_Extracted text_.
------

Finally, we note that the work of Chor et al. [6] uses a data structure similar to the one described here to achieve private information retrieval (PIR) based on keywords. The main difference between keyword based PIR and PSM is that in PSM the receiver should not learn any other information about the data stored by the sender, so their techniques cannot be directly applied to our setting.

3 Definitions and Tools

We denote the security parameter by \(s\) and use “||” as concatenation operator (i.e., if a and b are two strings then by a||b we denote the concatenation of a and b). For a finite set Q, \(x\leftarrow Q\) denotes a sampling of x from Q with uniform distribution. We use the abbreviation ppt that stands for probabilistic polynomial time. We use \(\mathsf{poly}(\cdot )\) to indicate a generic polynomial function. We assume the reader to be familiar with standard notions such as computational indistinguishability and the real world/ideal world security definition for secure two-party computation (see the full version [7] for the actual definitions).

3.1 Special Private-Key Encryption

In our construction we use a private-key encryption scheme with two additional properties. The first is that given the key k, it is possible to efficiently verify if a given ciphertext is in the range of k. With the second property we require that an encryption under one key will fall in the range of an encryption under another key with negligible probability As discussed in [28], it is easy to obtain a private-key encryption scheme with the properties that we require. According to [28, Definition 2] we give the following definition.

Definition 1

Let \(\mathsf {Sym}=(\mathsf {Gen}, \mathsf {Enc}, \mathsf {Dec})\) be a private-key encryption scheme and denote the range of a key in the scheme by \(\mathsf {Range}_s(k)=\{\mathsf {Enc}(k,x)\}_{x\in \{0,1\}^s}\).

  1. 1.

    We say that \(\mathsf {Sym}\) has an efficiently verifiable range if there exists a \({ppt}\) algorithm M such that \(M(1^s, k, c)=1\) if and only if \(c\in \mathsf {Range}_s(k)\). By convention, for every \(c\notin \mathsf {Range}_s(k)\), we have that \(\mathsf {Dec}(k,c)=\bot \).

  2. 2.

    We say that \(\mathsf {Sym}\) has an elusive range if for every probabilistic polynomial-time machine \(\mathcal {A}\), there exists a negligible function \(\nu (\cdot )\) such that \( \mathrm Prob_{k\leftarrow \mathsf {Gen}(1^s)}[ \mathcal {A}(1^s) \in \mathsf {Range}_{s}(k) ]<\nu (s). \)

------

_Record extracts_.
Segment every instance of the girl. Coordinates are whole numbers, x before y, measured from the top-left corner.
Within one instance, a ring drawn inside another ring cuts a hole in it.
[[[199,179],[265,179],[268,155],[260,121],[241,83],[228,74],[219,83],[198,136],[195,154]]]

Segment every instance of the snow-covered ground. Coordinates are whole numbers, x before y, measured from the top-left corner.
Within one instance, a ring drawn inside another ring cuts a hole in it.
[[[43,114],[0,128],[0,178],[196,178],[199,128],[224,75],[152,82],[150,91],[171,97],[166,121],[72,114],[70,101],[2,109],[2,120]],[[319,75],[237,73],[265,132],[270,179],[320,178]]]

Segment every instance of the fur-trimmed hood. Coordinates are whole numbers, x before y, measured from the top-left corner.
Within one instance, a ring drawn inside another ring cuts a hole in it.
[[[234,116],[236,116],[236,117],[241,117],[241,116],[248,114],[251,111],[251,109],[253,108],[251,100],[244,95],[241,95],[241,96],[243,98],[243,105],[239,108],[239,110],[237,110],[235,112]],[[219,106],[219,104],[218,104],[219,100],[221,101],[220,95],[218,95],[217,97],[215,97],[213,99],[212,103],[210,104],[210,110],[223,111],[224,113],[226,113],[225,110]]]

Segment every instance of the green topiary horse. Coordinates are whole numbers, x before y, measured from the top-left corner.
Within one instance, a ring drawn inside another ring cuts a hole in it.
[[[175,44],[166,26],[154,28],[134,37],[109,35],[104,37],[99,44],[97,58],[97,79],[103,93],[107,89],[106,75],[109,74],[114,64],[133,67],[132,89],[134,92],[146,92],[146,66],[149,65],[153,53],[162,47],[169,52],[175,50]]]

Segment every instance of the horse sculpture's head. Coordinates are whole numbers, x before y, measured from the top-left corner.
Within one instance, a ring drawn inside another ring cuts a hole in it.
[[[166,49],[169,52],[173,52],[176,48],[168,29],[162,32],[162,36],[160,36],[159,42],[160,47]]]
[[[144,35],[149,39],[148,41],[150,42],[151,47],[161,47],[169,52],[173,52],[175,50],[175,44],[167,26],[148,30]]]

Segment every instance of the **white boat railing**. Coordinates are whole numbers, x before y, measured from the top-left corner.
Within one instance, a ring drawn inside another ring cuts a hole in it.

------

_Goals_.
- 1) Set down the part of the cryptography text that begins at the words "3.1 Special Private-Key" and stops after the words "the following definition.".
- 2) In the cryptography text, what does the abbreviation ppt stand for?
The listing comes from a source separate from the cryptography text.

_Answers to the exercises_.
- 1)
3.1 Special Private-Key Encryption

In our construction we use a private-key encryption scheme with two additional properties. The first is that given the key k, it is possible to efficiently verify if a given ciphertext is in the range of k. With the second property we require that an encryption under one key will fall in the range of an encryption under another key with negligible probability As discussed in [28], it is easy to obtain a private-key encryption scheme with the properties that we require. According to [28, Definition 2] we give the following definition.

- 2) Probabilistic polynomial time.